_What is being asked_
Rewrite the records below, substituting "one line" for "single line" at every occurrence and leaving everything else unchanged. Omit the pictures from your answer.

Begin Provided data

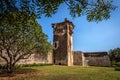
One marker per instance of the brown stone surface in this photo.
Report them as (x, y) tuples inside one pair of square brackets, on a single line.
[(63, 52)]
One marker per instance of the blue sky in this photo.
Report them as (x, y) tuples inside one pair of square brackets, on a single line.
[(87, 36)]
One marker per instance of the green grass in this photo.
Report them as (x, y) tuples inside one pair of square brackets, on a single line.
[(72, 73)]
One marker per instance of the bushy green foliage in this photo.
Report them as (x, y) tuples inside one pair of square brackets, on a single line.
[(96, 10), (20, 36), (117, 68)]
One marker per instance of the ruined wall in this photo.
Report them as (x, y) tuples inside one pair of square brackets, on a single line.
[(97, 58), (62, 40), (78, 58)]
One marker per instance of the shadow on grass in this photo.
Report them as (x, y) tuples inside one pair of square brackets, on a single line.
[(3, 73)]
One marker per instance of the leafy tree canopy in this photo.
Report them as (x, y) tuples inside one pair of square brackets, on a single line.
[(96, 10), (20, 36)]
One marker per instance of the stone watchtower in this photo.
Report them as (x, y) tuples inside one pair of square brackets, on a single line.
[(62, 41)]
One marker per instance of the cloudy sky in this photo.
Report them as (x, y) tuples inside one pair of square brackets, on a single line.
[(87, 36)]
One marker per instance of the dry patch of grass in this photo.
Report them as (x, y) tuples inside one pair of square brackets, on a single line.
[(21, 73)]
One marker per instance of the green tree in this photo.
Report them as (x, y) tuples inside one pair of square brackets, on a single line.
[(114, 55), (96, 10), (20, 38)]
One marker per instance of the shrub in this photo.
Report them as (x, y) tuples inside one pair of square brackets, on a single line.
[(117, 68)]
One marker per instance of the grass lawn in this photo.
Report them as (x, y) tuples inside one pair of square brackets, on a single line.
[(68, 73)]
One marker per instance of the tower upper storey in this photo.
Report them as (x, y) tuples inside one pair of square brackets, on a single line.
[(63, 27)]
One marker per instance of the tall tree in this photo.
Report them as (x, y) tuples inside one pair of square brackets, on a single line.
[(20, 38), (96, 10)]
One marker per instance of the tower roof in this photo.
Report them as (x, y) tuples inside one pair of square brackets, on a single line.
[(61, 23)]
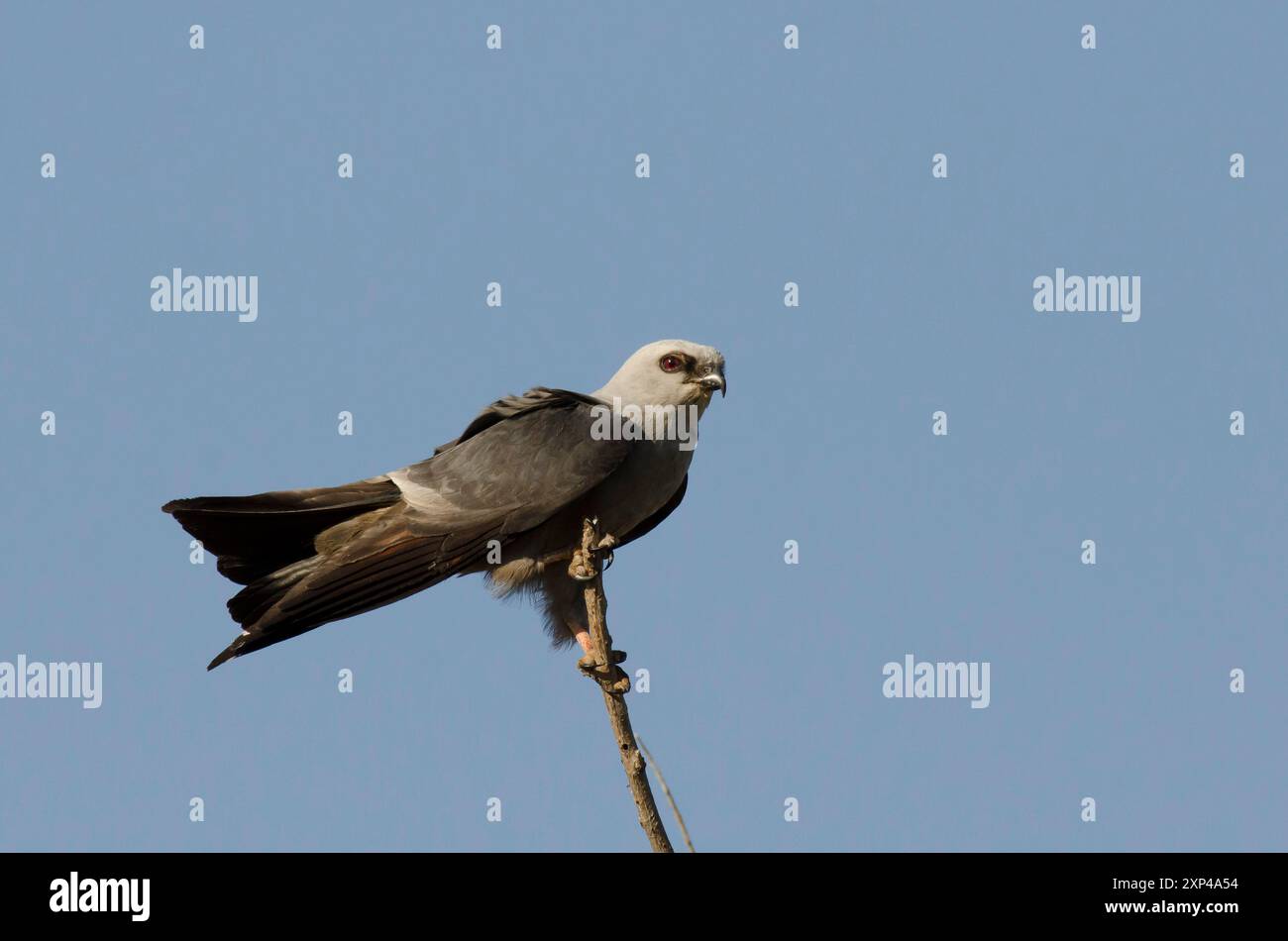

End Provided data

_Solution_
One marker per instance of the brown stone surface in this photo.
Report them as (x, y) tuples inside one pair of square brackets, on a one line.
[(63, 52)]
One marker per instance of the blue sky in this photo.
Report them as (x, y) tuples inside one pair of square brackets, on a one line.
[(87, 36)]
One marker per instance of the green grass in this photo.
Report them as (x, y) tuples inside one pair of square brackets, on a one line.
[(72, 73)]
One marker per instance of the bushy green foliage in this photo.
Report them as (x, y) tuples inside one pair of square brackets, on a one line.
[(96, 10), (20, 36), (117, 68)]
One marker per instance of the ruined wall in this photo.
Report them as (x, y) tuples inside one pair of square brackets, on a one line.
[(97, 58), (62, 40), (78, 58)]
One marker per instance of the shadow on grass in this photo.
Report them as (x, y) tuples inside one pair of square brackets, on a one line.
[(3, 73)]
One marker per instance of the leafy tree canopy in this photo.
Report them as (x, y) tuples inside one pair of square brackets, on a one line.
[(96, 10), (20, 36)]
One marker per instance of the stone watchtower in this photo.
Report them as (x, y) tuples inside one pair of square brackets, on a one line.
[(62, 41)]
One marker per instance of the cloudy sky in this photo.
Report them as (x, y) tuples inside one pair of square brackets, on a one line.
[(87, 36)]
One marker per instance of the dry patch of grass in this photo.
Report them as (x, y) tuples inside one pair of square brackets, on a one line.
[(21, 73)]
One marker per instance of the green tree in this photo.
Report them as (x, y) tuples inside one pair of square brackets, on a one line.
[(114, 55), (96, 10), (20, 38)]
One marker per instance of the shrub in this photo.
Report them as (x, y) tuples inside one pair of square brackets, on a one line.
[(117, 68)]
One marker per instance of the grass lawn in this photo.
Report them as (x, y) tuples inside one pair of square brackets, on a one line.
[(68, 73)]
One marker per instance of the tower upper storey in this photo.
Report them as (x, y) tuples inside one pair of square brackets, on a one line.
[(63, 27)]
One marker per instance of the tall tree in this photo.
Report them as (x, y) tuples inside one pair of square brackets, on a one line.
[(20, 38), (96, 10)]
One marker per instance of the tower roof in this photo.
Report them as (x, y) tuples inside one pair of square brackets, on a one line.
[(61, 23)]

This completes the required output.